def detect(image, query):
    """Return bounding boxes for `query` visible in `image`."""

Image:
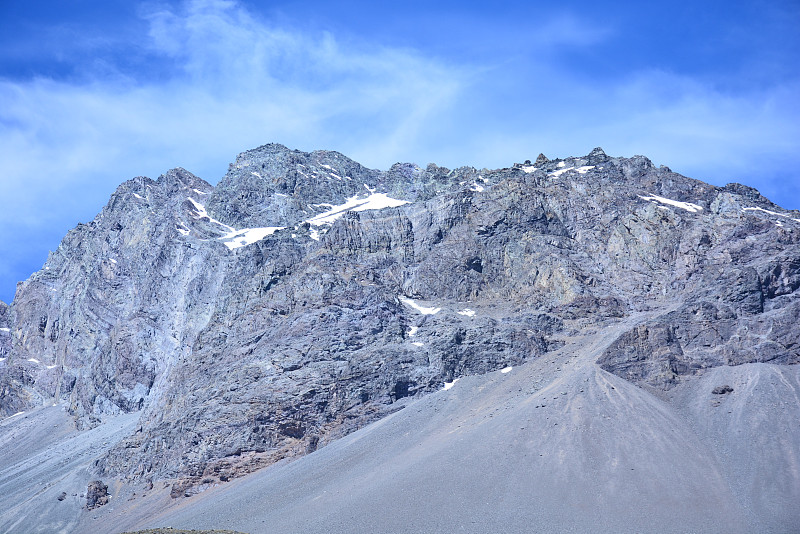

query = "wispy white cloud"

[0,0,800,302]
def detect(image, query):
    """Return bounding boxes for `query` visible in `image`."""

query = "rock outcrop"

[0,145,800,497]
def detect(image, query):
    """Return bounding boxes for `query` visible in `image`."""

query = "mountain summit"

[0,144,800,532]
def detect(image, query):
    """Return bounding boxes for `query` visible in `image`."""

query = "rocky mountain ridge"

::::

§ **Task requirements**
Present all of the material above as a JSON list of strings, one string per line, with blank lines omitted and the pictures left out.

§ **Task output**
[
  "def detect(image, query):",
  "    \"\"\"Return bounding boxes for `query` visible in `image`.\"\"\"",
  "Image:",
  "query = \"wispy white cloud\"",
  "[0,0,800,302]",
  "def detect(image, query):",
  "    \"\"\"Return bounding boxes for `query` visible in `image`.\"\"\"",
  "query = \"rock outcrop\"",
  "[0,145,800,497]",
  "def detect(image, query):",
  "    \"\"\"Return bounding boxes for `query` visible in `image`.\"\"\"",
  "query = \"mountain summit\"",
  "[0,144,800,532]",
  "def detect(image, query):",
  "    \"\"\"Return bounding boxes for `query` visible in `image`.\"\"\"",
  "query = \"rocky mountain ridge\""
]